Turn the items into a numbered list, skipping blank lines, from the first line of the items through the line containing "(550, 1053)", both ends included.

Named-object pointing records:
+---+
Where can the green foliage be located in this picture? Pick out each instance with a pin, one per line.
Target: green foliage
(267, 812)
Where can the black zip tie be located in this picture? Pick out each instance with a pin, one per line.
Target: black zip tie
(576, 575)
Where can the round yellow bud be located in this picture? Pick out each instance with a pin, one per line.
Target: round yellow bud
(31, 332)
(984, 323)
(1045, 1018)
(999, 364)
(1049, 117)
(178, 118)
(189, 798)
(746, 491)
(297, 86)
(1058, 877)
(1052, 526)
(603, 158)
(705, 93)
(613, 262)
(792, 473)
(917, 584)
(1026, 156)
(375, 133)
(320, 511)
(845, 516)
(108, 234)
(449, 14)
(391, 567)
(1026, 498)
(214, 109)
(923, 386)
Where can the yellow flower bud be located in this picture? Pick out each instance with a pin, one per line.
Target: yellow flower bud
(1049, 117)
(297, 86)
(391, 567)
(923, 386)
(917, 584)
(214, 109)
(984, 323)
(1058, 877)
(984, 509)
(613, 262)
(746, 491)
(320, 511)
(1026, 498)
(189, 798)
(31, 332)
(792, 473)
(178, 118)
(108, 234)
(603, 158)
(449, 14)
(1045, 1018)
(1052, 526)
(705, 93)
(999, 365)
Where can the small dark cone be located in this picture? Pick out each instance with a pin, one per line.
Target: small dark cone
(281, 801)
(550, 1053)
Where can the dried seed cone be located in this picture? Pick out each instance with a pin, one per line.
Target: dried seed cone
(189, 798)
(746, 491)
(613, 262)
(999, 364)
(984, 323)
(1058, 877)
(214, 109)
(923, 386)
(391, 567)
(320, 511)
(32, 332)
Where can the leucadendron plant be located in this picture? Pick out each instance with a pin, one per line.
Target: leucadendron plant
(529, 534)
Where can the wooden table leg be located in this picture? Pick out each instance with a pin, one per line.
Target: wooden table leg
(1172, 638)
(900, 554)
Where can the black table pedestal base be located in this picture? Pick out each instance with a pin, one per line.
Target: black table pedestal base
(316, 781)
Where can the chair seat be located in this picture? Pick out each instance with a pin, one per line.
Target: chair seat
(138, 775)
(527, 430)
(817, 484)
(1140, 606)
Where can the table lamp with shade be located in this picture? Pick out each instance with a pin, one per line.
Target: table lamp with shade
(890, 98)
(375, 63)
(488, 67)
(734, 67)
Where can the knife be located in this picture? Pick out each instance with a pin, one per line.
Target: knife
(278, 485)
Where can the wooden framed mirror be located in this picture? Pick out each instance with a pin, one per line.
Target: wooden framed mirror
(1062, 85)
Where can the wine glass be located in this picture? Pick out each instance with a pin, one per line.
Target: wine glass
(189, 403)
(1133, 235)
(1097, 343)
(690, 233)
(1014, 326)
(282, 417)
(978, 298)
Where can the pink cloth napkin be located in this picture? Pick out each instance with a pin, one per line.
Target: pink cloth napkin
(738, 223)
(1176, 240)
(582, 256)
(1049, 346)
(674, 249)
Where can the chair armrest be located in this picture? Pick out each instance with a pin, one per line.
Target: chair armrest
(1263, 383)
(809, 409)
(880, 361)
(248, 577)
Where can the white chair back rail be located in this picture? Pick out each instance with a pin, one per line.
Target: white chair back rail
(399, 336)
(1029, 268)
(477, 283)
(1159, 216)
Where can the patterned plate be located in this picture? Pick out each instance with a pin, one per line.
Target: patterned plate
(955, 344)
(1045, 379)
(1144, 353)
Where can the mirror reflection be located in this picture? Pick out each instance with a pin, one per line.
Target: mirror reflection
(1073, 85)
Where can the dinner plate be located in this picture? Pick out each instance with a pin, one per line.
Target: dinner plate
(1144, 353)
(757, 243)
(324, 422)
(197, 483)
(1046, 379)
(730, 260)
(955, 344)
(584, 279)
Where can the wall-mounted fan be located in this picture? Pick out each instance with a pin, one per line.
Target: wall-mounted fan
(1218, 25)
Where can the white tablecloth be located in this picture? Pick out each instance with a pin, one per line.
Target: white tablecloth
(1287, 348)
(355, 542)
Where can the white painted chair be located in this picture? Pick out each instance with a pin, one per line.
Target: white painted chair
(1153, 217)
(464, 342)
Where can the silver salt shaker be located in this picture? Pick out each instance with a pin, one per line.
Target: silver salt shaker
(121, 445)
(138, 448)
+---+
#### Response
1. Where can the green foliage be located in this picture? Pick out each instance with a pin, one per line.
2. Target: green foliage
3. (267, 812)
4. Where can the black zip tie be located in this picture? Pick out each instance with a pin, one per line.
5. Target: black zip tie
6. (576, 575)
7. Where can the round yellow bud be located in this picture? Pick out each instance with a pin, one per line.
8. Target: round yellow bud
9. (31, 332)
10. (984, 323)
11. (1045, 1018)
12. (999, 364)
13. (1049, 117)
14. (178, 118)
15. (189, 798)
16. (746, 491)
17. (297, 86)
18. (1058, 877)
19. (1052, 526)
20. (603, 158)
21. (705, 93)
22. (613, 262)
23. (792, 473)
24. (917, 584)
25. (1026, 156)
26. (375, 133)
27. (320, 511)
28. (845, 516)
29. (108, 234)
30. (449, 14)
31. (391, 567)
32. (1026, 498)
33. (214, 109)
34. (923, 386)
35. Where can the yellow flower bud be located in this picture? Pick out each instance with a pin, one per line.
36. Target: yellow flower bud
37. (1049, 117)
38. (297, 86)
39. (391, 567)
40. (923, 386)
41. (917, 584)
42. (214, 109)
43. (984, 323)
44. (1058, 877)
45. (984, 509)
46. (613, 262)
47. (746, 491)
48. (320, 511)
49. (1026, 498)
50. (189, 798)
51. (31, 332)
52. (792, 473)
53. (178, 118)
54. (108, 234)
55. (603, 158)
56. (449, 14)
57. (1045, 1018)
58. (1052, 526)
59. (705, 93)
60. (999, 365)
61. Where can the small dark cone be located in this picture? Pick out each instance with a pin, one per line.
62. Target: small dark cone
63. (281, 801)
64. (550, 1053)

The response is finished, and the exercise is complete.